━━ Information given ━━
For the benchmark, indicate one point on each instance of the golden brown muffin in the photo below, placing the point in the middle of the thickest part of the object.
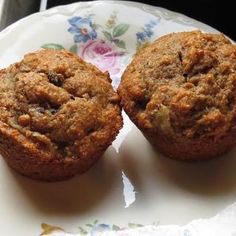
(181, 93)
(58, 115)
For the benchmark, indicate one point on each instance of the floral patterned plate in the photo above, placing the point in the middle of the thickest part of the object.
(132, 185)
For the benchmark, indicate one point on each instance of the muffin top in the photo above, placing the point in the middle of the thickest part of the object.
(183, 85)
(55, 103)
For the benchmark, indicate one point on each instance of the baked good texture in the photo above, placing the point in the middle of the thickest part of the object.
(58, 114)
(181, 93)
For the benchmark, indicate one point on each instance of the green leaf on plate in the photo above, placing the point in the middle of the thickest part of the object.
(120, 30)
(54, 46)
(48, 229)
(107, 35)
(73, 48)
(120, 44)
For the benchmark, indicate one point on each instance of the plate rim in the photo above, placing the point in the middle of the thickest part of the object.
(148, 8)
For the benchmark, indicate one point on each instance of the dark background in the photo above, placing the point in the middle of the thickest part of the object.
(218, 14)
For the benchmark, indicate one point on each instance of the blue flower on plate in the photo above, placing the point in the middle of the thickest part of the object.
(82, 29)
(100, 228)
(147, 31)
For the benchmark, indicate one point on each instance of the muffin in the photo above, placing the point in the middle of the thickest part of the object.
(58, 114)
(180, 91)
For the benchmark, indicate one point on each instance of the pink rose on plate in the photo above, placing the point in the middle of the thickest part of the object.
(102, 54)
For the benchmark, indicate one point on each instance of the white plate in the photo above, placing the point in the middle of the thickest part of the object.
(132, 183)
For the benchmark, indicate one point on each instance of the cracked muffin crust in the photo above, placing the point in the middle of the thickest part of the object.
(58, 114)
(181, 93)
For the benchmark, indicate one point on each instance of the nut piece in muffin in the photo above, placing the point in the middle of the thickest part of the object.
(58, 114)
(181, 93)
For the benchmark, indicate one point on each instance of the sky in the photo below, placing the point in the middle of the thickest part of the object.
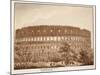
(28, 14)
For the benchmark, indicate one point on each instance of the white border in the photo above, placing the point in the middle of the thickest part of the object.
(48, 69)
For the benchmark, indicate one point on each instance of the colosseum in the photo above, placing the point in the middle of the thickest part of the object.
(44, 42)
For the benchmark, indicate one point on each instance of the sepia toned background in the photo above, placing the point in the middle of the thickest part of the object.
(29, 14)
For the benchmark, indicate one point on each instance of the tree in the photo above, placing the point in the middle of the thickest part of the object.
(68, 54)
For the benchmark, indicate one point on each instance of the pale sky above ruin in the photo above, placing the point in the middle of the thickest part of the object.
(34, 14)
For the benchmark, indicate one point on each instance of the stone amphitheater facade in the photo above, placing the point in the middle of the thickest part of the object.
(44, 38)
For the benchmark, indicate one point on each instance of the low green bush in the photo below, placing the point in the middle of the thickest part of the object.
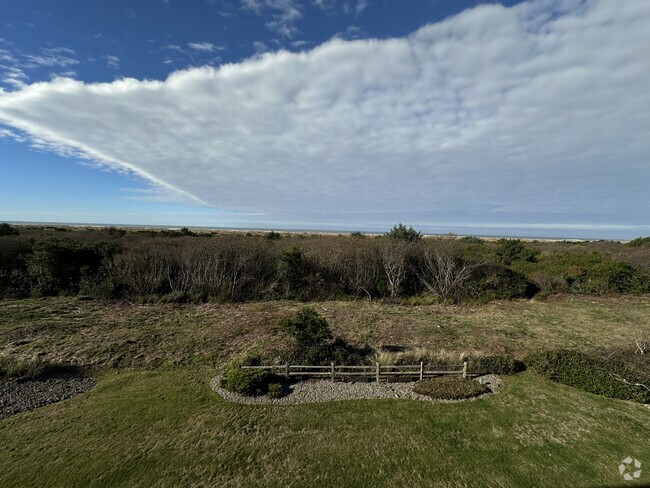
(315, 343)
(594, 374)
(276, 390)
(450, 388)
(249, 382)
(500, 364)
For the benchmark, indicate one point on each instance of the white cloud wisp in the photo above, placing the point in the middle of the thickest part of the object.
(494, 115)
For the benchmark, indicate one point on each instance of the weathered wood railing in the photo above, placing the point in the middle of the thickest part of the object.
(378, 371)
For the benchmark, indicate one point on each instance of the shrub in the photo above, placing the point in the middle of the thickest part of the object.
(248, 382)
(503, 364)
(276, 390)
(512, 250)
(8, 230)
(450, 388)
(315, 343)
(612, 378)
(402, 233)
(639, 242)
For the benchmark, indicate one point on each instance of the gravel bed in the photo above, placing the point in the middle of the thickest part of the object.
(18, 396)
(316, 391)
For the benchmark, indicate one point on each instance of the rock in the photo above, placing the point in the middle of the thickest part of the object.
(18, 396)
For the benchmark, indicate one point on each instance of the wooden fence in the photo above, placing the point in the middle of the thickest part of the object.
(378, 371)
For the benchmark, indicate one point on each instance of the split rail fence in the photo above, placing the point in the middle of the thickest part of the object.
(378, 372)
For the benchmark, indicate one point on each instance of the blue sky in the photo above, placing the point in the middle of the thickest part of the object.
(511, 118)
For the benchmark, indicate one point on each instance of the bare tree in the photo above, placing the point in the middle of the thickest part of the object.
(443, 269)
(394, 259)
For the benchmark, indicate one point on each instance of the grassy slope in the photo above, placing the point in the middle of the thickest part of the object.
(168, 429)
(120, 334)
━━━
━━ Information given ━━
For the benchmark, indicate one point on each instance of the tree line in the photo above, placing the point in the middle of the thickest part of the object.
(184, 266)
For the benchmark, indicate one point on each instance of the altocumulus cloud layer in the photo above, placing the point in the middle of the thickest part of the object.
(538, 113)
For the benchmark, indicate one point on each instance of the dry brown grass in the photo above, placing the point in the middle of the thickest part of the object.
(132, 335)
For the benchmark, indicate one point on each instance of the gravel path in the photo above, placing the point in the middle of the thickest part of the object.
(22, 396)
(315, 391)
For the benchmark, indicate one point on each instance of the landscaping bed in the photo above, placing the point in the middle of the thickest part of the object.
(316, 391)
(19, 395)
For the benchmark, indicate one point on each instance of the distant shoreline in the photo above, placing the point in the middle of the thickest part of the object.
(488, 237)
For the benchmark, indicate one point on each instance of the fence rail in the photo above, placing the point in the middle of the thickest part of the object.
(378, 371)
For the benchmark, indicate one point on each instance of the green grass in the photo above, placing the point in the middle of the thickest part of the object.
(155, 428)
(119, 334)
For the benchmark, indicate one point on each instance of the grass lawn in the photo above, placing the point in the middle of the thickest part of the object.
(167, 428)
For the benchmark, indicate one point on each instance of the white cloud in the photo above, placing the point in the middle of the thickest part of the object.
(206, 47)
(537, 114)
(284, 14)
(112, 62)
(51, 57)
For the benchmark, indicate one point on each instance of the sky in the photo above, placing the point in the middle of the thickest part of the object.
━━━
Aim of the task
Pull out every line of the items above that contains the string "blue". Treat uppercase and lowercase as different.

Answer below
For the benchmark, indicate one point on each instance of the blue flower on plate in the photo above, placing the point in the middle of the thickest part of the object.
For the benchmark, indicate one point on each instance of the blue sky in the photo above, placing the point in the middle of the thickest part of the object.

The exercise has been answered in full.